EXERCISE DETAILS
Please count the rows below that contain the string "panel", treating uppercase and lowercase as different, and give only the number.

DATA
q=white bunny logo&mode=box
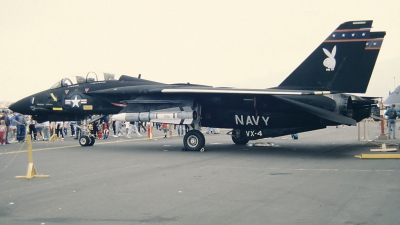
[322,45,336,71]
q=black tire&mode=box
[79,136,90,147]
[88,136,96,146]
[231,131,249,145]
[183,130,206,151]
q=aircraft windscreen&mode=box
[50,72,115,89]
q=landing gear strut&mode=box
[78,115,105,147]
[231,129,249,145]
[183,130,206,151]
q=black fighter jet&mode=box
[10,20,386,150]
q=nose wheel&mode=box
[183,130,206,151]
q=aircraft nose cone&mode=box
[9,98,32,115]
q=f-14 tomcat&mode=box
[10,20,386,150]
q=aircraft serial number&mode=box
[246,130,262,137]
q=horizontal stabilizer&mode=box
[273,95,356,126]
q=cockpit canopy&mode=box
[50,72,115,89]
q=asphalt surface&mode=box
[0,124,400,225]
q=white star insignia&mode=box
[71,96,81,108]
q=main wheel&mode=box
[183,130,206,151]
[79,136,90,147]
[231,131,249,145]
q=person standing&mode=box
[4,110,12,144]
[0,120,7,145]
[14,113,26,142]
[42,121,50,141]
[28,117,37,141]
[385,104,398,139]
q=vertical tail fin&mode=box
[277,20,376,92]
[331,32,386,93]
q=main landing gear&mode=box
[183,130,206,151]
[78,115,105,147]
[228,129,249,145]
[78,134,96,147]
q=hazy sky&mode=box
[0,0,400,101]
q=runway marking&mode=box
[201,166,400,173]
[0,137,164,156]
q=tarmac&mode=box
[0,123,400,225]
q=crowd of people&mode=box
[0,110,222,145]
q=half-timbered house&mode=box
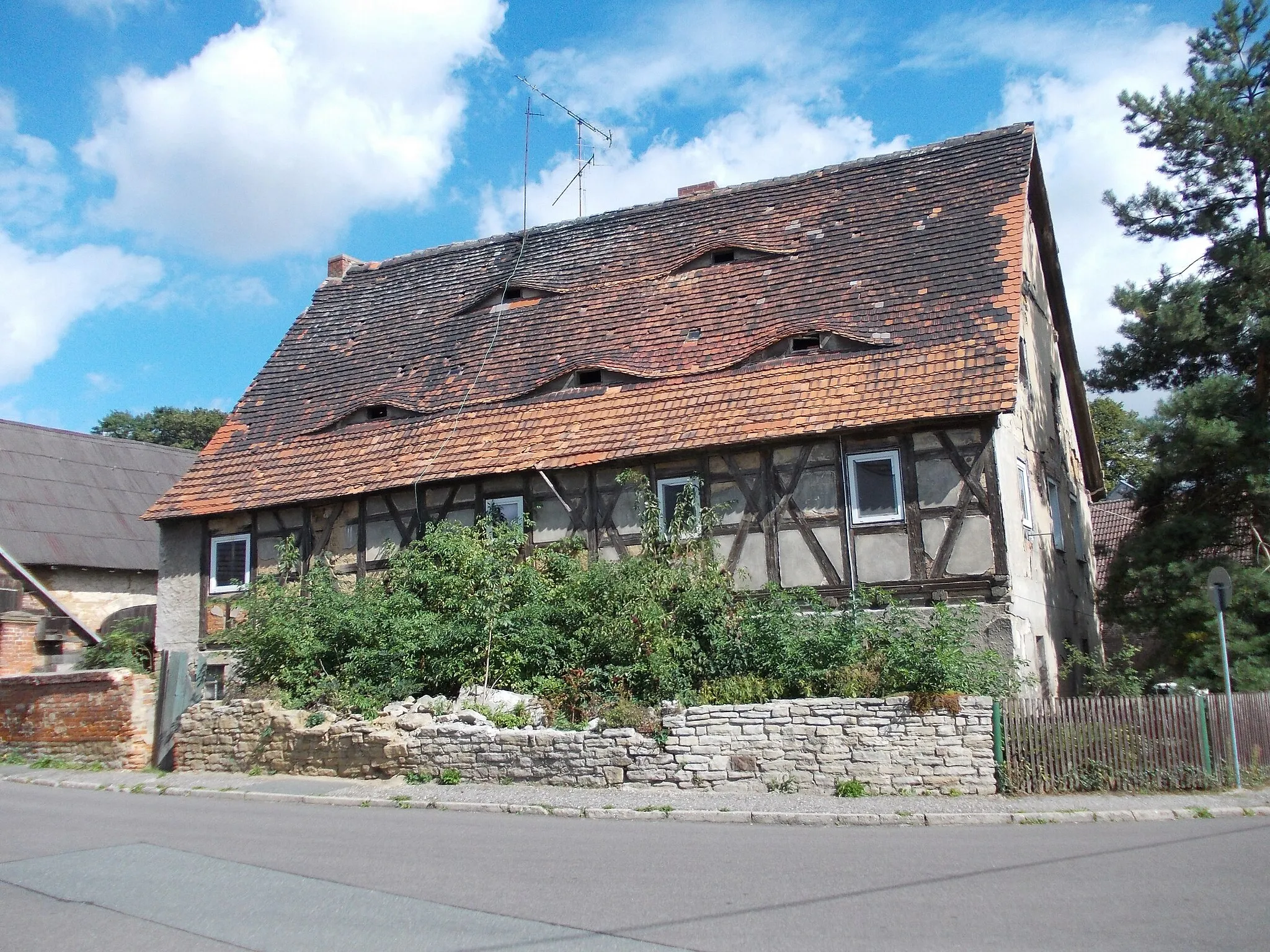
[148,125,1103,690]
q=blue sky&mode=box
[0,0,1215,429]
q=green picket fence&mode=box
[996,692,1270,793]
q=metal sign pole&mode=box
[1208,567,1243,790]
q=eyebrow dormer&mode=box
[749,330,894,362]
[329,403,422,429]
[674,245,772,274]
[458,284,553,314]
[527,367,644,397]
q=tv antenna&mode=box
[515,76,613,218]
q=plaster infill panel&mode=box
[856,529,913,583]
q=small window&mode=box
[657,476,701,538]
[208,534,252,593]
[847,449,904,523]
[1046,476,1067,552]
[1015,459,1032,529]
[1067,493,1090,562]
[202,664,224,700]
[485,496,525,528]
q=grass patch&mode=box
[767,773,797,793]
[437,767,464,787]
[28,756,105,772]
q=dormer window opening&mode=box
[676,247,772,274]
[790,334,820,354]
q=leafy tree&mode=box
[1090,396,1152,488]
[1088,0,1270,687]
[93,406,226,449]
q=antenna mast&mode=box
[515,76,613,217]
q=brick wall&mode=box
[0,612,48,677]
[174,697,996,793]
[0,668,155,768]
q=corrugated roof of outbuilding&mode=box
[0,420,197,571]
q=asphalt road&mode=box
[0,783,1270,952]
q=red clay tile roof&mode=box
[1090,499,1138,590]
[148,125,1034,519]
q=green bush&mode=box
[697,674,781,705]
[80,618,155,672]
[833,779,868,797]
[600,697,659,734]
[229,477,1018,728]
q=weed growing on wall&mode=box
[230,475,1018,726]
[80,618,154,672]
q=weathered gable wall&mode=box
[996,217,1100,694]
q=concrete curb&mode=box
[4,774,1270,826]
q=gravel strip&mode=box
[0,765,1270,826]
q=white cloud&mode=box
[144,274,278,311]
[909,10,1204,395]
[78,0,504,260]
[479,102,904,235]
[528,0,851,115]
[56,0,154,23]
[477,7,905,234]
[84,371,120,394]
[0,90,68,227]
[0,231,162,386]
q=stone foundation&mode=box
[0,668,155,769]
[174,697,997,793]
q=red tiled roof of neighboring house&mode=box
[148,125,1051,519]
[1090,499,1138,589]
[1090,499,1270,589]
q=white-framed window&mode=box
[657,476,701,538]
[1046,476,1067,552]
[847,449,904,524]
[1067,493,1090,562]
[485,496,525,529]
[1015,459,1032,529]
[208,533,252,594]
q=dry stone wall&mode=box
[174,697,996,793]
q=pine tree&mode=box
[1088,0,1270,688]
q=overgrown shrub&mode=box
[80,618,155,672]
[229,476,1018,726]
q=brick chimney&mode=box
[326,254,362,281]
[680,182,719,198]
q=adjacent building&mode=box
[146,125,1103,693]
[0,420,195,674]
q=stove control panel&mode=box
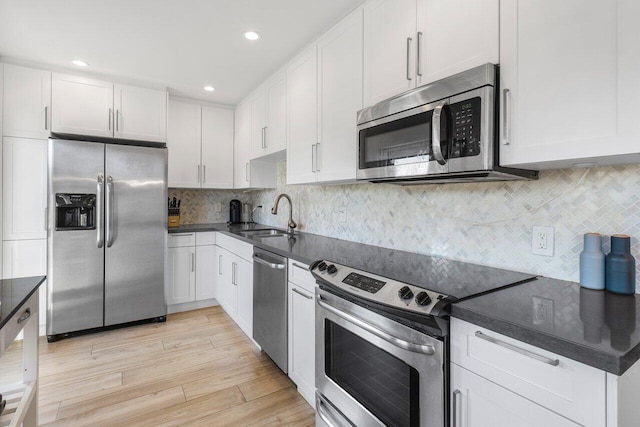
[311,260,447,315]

RESPONSE
2